## Tarefas a realizar
[A] No trecho fornecido, qual é o plano de expressão no caso do Salmo 1?
[B] Devolva todas as linhas da listagem que contêm a palavra "shutter".

O texto encontra seu lugar entre os objetos culturais, inserido numa sociedade (de classes) e determinado por formações ideológicas específicas. Nesse caso, o texto precisa ser examinado em relação ao contexto sócio-histórico que o envolve e que, em última instância, lhe atribui sentido. Teorias diversas têm também procurado examinar o texto desse ponto de vista, cumprindo o que se costuma denominar análise externa do texto.

Nesta leitura, concebe-se a existência de uma “semântica do discurso” que é ao mesmo tempo gerativa, sintagmática e geral. Gerativa, pois se leva em conta que num nível mais profundo os diferentes elementos do nível de superfície podem significar a mesma coisa; sintagmática, pois se busca a explicação não das unidades lexicais que produzem a frase, mas a produção e a interpretação do discurso; geral, pois se considera que a unidade de sentido de um texto pode ser manifesta por diferentes planos de expressão (no caso do Salmo 1, o plano de expressão é verbal), como explica José Luiz Fiorin (2008, p.16).

## Material de trabalho
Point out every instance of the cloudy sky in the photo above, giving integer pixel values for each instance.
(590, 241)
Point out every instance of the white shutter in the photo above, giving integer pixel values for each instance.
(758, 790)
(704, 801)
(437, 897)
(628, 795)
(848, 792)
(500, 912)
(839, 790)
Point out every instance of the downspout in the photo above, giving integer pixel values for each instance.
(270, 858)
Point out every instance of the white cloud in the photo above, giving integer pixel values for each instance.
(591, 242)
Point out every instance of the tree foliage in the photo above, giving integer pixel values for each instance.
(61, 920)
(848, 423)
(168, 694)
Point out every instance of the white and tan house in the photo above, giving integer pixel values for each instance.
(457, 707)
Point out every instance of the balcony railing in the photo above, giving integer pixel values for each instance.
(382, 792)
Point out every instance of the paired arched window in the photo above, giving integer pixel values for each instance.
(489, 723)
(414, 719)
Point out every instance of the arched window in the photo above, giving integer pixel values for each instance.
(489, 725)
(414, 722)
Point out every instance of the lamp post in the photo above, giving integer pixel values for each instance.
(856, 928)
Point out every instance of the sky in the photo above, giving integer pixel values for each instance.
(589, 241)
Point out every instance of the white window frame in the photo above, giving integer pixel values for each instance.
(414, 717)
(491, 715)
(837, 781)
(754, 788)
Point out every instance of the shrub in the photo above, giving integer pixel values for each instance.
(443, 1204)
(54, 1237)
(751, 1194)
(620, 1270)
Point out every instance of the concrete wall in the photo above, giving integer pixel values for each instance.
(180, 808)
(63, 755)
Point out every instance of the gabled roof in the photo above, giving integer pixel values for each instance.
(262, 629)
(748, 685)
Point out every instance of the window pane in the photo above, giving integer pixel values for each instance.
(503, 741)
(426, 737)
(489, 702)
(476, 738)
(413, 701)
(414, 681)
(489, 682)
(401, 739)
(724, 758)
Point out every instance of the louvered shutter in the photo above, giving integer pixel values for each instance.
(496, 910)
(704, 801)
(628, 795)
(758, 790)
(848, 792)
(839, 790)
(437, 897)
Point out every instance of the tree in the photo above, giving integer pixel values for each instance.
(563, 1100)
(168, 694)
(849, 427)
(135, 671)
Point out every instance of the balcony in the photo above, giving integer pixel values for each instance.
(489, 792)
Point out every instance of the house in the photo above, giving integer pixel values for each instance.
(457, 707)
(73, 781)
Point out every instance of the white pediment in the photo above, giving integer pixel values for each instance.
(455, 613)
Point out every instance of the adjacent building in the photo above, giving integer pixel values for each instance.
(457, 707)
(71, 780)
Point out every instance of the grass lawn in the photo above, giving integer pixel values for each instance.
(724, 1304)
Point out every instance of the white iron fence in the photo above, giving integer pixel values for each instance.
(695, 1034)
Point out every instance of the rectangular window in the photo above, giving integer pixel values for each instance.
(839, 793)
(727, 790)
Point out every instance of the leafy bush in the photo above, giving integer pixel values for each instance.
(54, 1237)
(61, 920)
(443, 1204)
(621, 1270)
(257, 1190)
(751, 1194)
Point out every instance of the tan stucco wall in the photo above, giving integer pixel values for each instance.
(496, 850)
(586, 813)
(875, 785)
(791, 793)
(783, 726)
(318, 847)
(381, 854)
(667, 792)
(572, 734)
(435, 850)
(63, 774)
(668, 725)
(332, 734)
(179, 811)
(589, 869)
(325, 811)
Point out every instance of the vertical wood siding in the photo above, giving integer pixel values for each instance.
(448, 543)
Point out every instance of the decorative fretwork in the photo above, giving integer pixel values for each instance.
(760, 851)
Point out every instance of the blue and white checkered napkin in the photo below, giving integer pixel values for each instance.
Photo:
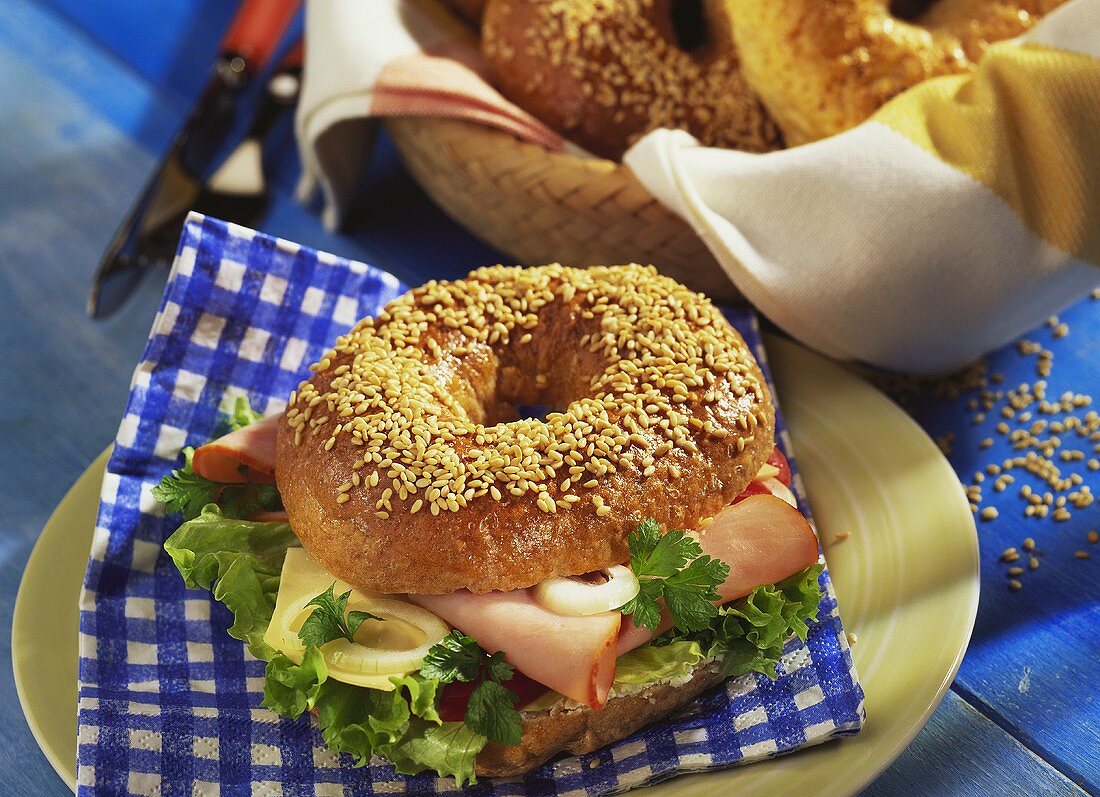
(169, 704)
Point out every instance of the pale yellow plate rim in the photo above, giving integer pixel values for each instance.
(891, 596)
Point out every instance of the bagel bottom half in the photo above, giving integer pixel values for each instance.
(582, 730)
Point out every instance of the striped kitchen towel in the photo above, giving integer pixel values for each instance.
(961, 214)
(169, 704)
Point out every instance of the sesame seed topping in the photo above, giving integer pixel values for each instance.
(666, 356)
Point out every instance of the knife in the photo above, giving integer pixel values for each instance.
(249, 44)
(237, 188)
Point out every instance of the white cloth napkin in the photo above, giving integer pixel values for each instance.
(959, 217)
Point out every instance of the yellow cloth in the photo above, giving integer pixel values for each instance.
(959, 217)
(1027, 126)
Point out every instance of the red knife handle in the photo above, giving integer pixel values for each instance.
(257, 30)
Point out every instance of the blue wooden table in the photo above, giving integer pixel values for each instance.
(90, 93)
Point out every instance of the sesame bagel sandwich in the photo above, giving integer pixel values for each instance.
(521, 513)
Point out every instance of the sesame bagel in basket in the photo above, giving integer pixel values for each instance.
(538, 509)
(406, 440)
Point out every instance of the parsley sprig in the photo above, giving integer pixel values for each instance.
(331, 620)
(184, 490)
(672, 567)
(492, 707)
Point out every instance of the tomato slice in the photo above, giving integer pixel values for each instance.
(454, 696)
(777, 460)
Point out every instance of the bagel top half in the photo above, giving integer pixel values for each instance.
(405, 467)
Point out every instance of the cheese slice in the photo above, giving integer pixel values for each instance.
(393, 646)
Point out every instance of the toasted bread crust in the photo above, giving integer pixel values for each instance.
(583, 730)
(666, 416)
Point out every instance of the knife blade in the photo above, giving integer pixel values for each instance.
(246, 47)
(237, 188)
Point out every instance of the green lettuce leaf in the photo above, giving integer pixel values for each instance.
(240, 562)
(649, 664)
(450, 749)
(242, 414)
(751, 631)
(421, 696)
(361, 721)
(292, 689)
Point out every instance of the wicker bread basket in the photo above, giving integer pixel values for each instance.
(540, 206)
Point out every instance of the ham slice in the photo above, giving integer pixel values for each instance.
(573, 655)
(762, 539)
(252, 446)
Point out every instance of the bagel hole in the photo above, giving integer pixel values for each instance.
(689, 24)
(910, 10)
(537, 412)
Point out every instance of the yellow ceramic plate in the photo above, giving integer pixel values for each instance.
(906, 578)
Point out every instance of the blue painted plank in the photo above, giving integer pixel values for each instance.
(1035, 655)
(50, 46)
(960, 752)
(169, 43)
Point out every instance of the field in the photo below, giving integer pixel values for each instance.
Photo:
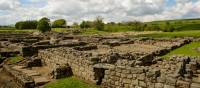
(186, 50)
(71, 82)
(176, 34)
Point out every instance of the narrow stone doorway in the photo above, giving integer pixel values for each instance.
(99, 75)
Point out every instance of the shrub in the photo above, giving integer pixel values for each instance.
(43, 25)
(60, 23)
(86, 24)
(26, 25)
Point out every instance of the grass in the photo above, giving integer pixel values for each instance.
(30, 30)
(17, 30)
(60, 29)
(176, 34)
(186, 50)
(92, 31)
(71, 82)
(15, 59)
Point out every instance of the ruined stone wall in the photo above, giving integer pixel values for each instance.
(80, 65)
(178, 73)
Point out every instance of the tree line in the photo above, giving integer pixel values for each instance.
(45, 24)
(32, 24)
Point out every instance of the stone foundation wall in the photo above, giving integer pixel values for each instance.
(178, 73)
(23, 80)
(80, 66)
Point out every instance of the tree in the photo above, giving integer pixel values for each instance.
(26, 24)
(86, 24)
(168, 27)
(75, 25)
(44, 25)
(98, 23)
(60, 23)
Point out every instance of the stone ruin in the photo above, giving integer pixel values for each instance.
(111, 62)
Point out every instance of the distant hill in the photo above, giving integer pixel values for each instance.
(179, 24)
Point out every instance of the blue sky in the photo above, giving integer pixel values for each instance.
(12, 11)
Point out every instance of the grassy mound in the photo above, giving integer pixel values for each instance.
(71, 82)
(176, 34)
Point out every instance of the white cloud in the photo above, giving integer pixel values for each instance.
(9, 4)
(111, 10)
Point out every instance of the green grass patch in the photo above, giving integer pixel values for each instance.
(17, 30)
(15, 59)
(186, 50)
(92, 31)
(60, 29)
(177, 34)
(71, 82)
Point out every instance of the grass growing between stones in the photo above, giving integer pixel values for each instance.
(15, 59)
(60, 29)
(186, 50)
(175, 34)
(71, 82)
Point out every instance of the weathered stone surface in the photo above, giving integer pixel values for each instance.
(182, 84)
(195, 85)
(41, 81)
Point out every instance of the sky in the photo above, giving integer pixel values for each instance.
(12, 11)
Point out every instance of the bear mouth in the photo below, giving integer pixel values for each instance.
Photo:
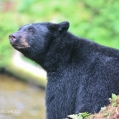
(16, 46)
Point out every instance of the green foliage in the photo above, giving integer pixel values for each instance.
(113, 100)
(84, 115)
(95, 20)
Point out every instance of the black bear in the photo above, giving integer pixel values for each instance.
(82, 74)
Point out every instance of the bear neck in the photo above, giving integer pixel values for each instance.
(63, 52)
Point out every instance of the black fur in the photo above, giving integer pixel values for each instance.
(82, 74)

## Resultados das tarefas
[A] O plano de expressão é verbal.

[B]
Point out every instance of the white shutter in the photo above, giving integer pixel values for each instance.
Point out every instance of the louvered shutter in the photo above, giving integer pixel values for each instance.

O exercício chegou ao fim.